Given problem 1 ▸ Can you update the excerpt on surface water by giving again the part that opens with the words containing "Section 11.086(a) of" and closes with "of the statute).", with "landowner" replaced by "property owner"?
Given problem 2 ▸
Can you answer these questions from the excerpt on surface water?
(a) Which section of the Texas Water Code prohibits diverting or impounding the natural flow of surface water in a manner that damages another's property?
(b) Why do the Goodmans argue that the Dietrichs' Water Code claim fails?
(c) Who owns water in a watercourse such as a stream or river?

Provided text ▸

Section 11.086(a) of the Texas Water Code prohibits a person from diverting or impounding the natural flow of “surface water” in a manner that damages the property of another by the overflow of the water diverted or impounded. Tex. WateR Code Ann. § 11.086(a) (Vernon 2000). Damages are allowed under the statute when “(1) a diversion or impoundment of surface water (2) causes (3) damage to the property of the plaintiff landowner.” See Bily v. Omni Equities, Inc., 731 S.W.2d 606, 611 (Tex.App.-Houston [14th Dist.] 1987, writ refd n.r.e.) (emphasis added); see also Kraft v. Langford, 565 S.W.2d 223, 229 (Tex.1978) (addressing an earlier version of the statute).

Although Kevin Dietrich testified he had no reason to believe the Goodmans knew of the drain on their property until after the flood, the Dietrichs nevertheless contend they were damaged by the Good-mans’ actions in landscaping around and over the storm sewer. Specifically, the Dietrichs contend they were flooded when the Goodmans diverted “surface water” onto their property in violation of the Water Code. Thus, the Dietrichs allege the trial court erred in granting the Good-mans’ motion for a directed verdict on the issue of statutory liability under Texas Water Code § 11.086(a). The Goodmans, however, argue that the Dietrichs’ Water Code claim fails, as a matter of law, because the water that flooded the Dietrichs’ home was not “surface water.”

“Surface water” is not defined by the Water Code. Compounding this legislative oversight is the fact that the term has been used in different contexts. In common usage, the term simply means “natural water that has not penetrated much below the surface of the ground.” Webster’s ThiRD New InteRnational DictioNARY 2300 (1993).

However, when used in connection with riparian rights, “surface water” is a term of art. Under common law, diffused surface water, as well as percolating ground water, belongs to the land owner. See Dyegard Land Partnership v. Hoover, 39 S.W.3d 300, 311 (Tex.App.-Fort Worth 2001, no pet.) (holding owner of land is absolute owner of percolating water because it is part of the soil); Domel v. City of Georgetown, 6 S.W.3d 349, 353 (Tex.App.-Austin 1999, pet. denied) (holding diffused surface water belongs to the owner of the land on which it gathers, so long as it remains on that land and prior to its passage into a natural watercourse). However, water in a watercourse, such as a stream or river, is the property of the state, held in trust for the public. Tex. Water Code Ann. § 11.021 (Vernon 2000); South Tex. Water Co. v. Bieri, 247 S.W.2d 268, 272 (Tex.Civ.App.-Galveston 1952, writ ref'd n.r.e.) (holding it is a well-established rule in Texas that waters of public streams belong to the sovereign and are held by the sovereign in trust for the public).

Provided information ▸
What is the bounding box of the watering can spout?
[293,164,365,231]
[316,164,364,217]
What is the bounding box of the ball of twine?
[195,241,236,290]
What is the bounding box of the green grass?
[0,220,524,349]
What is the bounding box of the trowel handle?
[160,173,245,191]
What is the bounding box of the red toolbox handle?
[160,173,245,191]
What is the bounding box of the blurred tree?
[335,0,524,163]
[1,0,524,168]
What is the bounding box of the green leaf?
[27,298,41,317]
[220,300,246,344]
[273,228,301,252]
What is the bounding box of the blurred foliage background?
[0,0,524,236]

Reply 1 ▸
Section 11.086(a) of the Texas Water Code prohibits a person from diverting or impounding the natural flow of “surface water” in a manner that damages the property of another by the overflow of the water diverted or impounded. Tex. WateR Code Ann. § 11.086(a) (Vernon 2000). Damages are allowed under the statute when “(1) a diversion or impoundment of surface water (2) causes (3) damage to the property of the plaintiff property owner.” See Bily v. Omni Equities, Inc., 731 S.W.2d 606, 611 (Tex.App.-Houston [14th Dist.] 1987, writ refd n.r.e.) (emphasis added); see also Kraft v. Langford, 565 S.W.2d 223, 229 (Tex.1978) (addressing an earlier version of the statute).

Reply 2 ▸
(a) Section 11.086(a).
(b) They argue the water that flooded the Dietrichs' home was not "surface water."
(c) The state, which holds it in trust for the public.